**AIM**: Word for word, restate every line of the listing that follows.

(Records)
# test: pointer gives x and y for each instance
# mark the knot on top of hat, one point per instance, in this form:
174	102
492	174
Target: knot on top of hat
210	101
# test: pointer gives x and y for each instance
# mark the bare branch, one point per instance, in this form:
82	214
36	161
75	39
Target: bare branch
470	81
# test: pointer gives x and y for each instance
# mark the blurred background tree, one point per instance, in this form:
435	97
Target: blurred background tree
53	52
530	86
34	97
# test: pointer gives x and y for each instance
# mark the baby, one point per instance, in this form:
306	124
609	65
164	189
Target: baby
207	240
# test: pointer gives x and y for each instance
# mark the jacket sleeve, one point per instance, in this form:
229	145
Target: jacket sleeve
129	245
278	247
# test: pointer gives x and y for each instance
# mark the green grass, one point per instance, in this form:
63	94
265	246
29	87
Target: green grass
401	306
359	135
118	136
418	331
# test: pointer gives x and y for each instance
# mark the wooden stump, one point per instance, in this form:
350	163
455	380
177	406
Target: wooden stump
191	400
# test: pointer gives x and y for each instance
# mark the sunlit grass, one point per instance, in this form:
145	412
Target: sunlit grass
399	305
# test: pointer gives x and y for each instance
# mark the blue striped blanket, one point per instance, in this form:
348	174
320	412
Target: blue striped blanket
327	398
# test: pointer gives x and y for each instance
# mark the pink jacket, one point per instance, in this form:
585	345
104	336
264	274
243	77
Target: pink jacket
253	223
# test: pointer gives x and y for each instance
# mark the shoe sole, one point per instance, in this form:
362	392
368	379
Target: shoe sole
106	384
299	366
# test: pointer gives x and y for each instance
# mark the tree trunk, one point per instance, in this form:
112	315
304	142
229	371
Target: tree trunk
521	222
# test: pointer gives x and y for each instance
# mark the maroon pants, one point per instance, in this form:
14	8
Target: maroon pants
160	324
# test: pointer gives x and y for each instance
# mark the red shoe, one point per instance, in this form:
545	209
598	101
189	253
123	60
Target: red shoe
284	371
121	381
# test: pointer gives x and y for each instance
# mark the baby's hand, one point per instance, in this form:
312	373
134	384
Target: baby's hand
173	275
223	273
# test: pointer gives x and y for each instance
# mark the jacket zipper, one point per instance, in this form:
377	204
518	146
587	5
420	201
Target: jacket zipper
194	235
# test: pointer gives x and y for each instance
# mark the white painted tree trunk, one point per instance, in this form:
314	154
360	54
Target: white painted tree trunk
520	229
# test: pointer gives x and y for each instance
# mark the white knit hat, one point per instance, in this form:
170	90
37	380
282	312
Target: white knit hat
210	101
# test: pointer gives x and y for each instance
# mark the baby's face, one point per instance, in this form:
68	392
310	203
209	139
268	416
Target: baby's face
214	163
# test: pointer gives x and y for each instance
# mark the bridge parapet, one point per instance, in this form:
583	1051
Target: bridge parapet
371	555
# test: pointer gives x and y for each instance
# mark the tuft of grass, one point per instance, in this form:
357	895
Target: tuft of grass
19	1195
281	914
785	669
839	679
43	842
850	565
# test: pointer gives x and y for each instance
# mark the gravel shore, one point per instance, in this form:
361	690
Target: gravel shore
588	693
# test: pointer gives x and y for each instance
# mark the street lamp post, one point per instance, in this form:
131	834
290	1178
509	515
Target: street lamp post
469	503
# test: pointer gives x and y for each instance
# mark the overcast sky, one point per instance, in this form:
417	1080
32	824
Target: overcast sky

**RESULT FOR THIS EXERCISE**:
# test: pointer gives x and y for each instance
# mark the knot on top of hat, one point per instance, in this form:
174	102
492	174
Target: knot on top of hat
210	101
# test: pointer gives x and y for each instance
# mark the bare branch, one point per instance, in this form:
82	214
36	161
75	39
Target: bare branch
470	81
# test: pointer gives x and y for each instance
# mark the blurred background tree, one point per instance, in this form:
435	97
Target: blurred background tree
53	52
530	86
34	97
# test: pointer gives x and y for each instance
# mark the baby, one point per instance, in this form:
306	124
609	65
164	189
Target: baby
207	240
# test: pointer gives x and y for each instance
# mark the jacket sleeve, one point per instance, in this form:
229	145
Target: jacket sleeve
129	245
278	247
# test: pointer gives x and y for each instance
# mark the green grass, one point per instance, in this form:
63	94
265	246
29	87
Target: green grass
401	306
359	135
118	136
418	331
# test: pointer gives x and y for each instance
# mark the wooden stump, one point per instance, in this form:
350	163
455	380
177	406
Target: wooden stump
191	400
# test: pointer gives x and y for each instance
# mark the sunlit grass, one point per instance, in this form:
145	412
Target: sunlit grass
399	305
# test: pointer gives x and y for each instance
# mark the blue striped blanket, one point per instance, in this form:
348	174
320	412
Target: blue striped blanket
327	398
# test: pointer gives x and y for each instance
# mark the pink jacket, one point per instance, in this form:
585	345
104	336
264	274
243	77
Target: pink jacket
253	223
# test: pointer gives x and y for each instance
# mark the shoe sole, one point per instance, in this form:
362	392
368	379
Target: shoe sole
106	384
299	366
# test: pointer gives x and y for each instance
# mark the tree trunk, one point per instance, in this form:
112	315
304	142
229	371
Target: tree trunk
521	222
# test: pointer gives x and y for each instance
# mark the maroon pants, one point per instance, in this form:
14	8
Target: maroon pants
160	324
# test: pointer gives x and y for each instance
# mark the red shoe, one point per instance, in this form:
545	209
598	101
189	253
123	60
Target: red shoe
284	371
121	381
# test: pointer gives x and y for each instance
# mark the baby's hand, one point per instance, in this form:
312	373
134	384
Target: baby's hand
173	275
223	273
# test: pointer gives x and y for each instance
# mark the jacket zipper, one point per instance, in this form:
377	204
518	146
587	5
420	201
Target: jacket zipper
194	235
# test: pointer gives x and y for each instance
# mark the white painted tree trunk, one point per instance, in this form:
314	154
360	54
Target: white painted tree trunk
520	229
# test: pointer gives x and y for each instance
# mark the white knit hat, one point per instance, in this form:
170	90
37	380
282	312
Target: white knit hat
210	101
# test: pointer gives x and y for each instance
# mark the baby's face, one point per instance, in this form:
68	392
310	203
209	139
268	416
Target: baby's face
214	163
# test: pointer gives x and y for each instance
# mark the bridge parapet, one point per instance, in this form:
583	1051
Target: bridge parapet
371	555
# test: pointer gives x and y for each instance
# mark the tuft of grass, one point per instance, in this form:
357	895
Target: tuft of grass
19	1195
281	914
785	669
839	679
43	842
850	565
# test: pointer gives x and y for each instance
# mark the gravel shore, one point per instance, in this form:
361	690
Target: gravel shore
588	693
# test: pointer gives x and y for each instance
# mark the street lamp post, one point per instance, in this form:
131	834
290	1178
509	515
Target: street lamp post
469	503
# test: pointer gives x and y for each instance
# mark the overcast sky, one point per instance, in this form:
417	1080
32	824
Target: overcast sky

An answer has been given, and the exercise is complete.